WORKING DATA:
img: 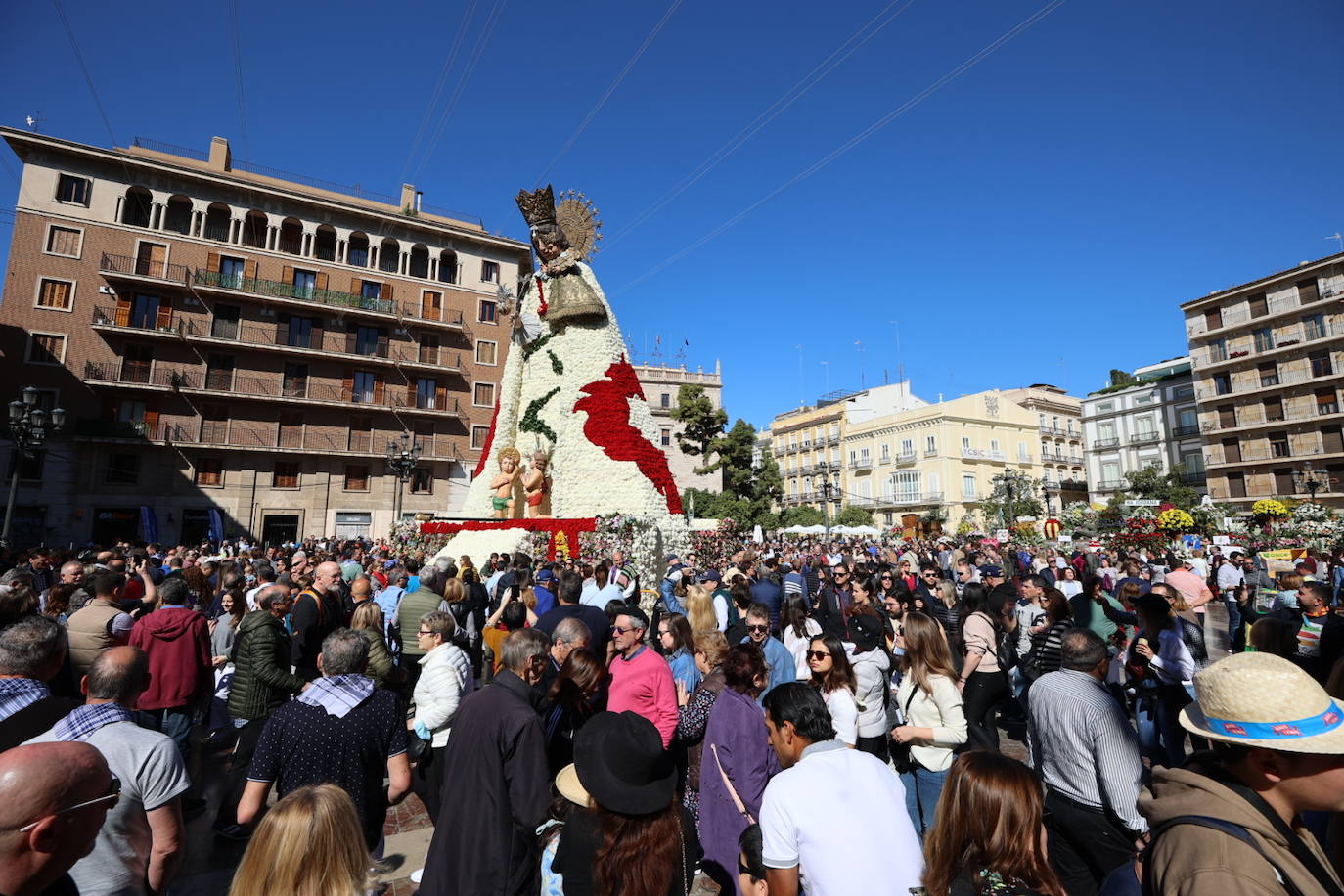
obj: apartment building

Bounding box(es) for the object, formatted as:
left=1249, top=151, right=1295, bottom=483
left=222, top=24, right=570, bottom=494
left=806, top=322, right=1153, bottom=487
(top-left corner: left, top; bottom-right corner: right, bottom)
left=633, top=361, right=723, bottom=492
left=1004, top=382, right=1088, bottom=514
left=769, top=381, right=924, bottom=514
left=0, top=127, right=529, bottom=544
left=1182, top=252, right=1344, bottom=508
left=841, top=389, right=1045, bottom=533
left=1082, top=357, right=1205, bottom=504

YOUR GOAL: Copy the lines above word for word, leaving out the pictures.

WRITTEN SOLUTION:
img: 
obj: apartment building

Bounding box(es) for the object, formatted as:
left=1249, top=151, right=1295, bottom=483
left=222, top=24, right=570, bottom=494
left=806, top=322, right=1153, bottom=487
(top-left corner: left, top; bottom-right corner: right, bottom)
left=633, top=361, right=723, bottom=492
left=1004, top=382, right=1088, bottom=514
left=769, top=381, right=924, bottom=514
left=0, top=127, right=529, bottom=544
left=1182, top=252, right=1344, bottom=508
left=841, top=389, right=1045, bottom=533
left=1082, top=357, right=1205, bottom=504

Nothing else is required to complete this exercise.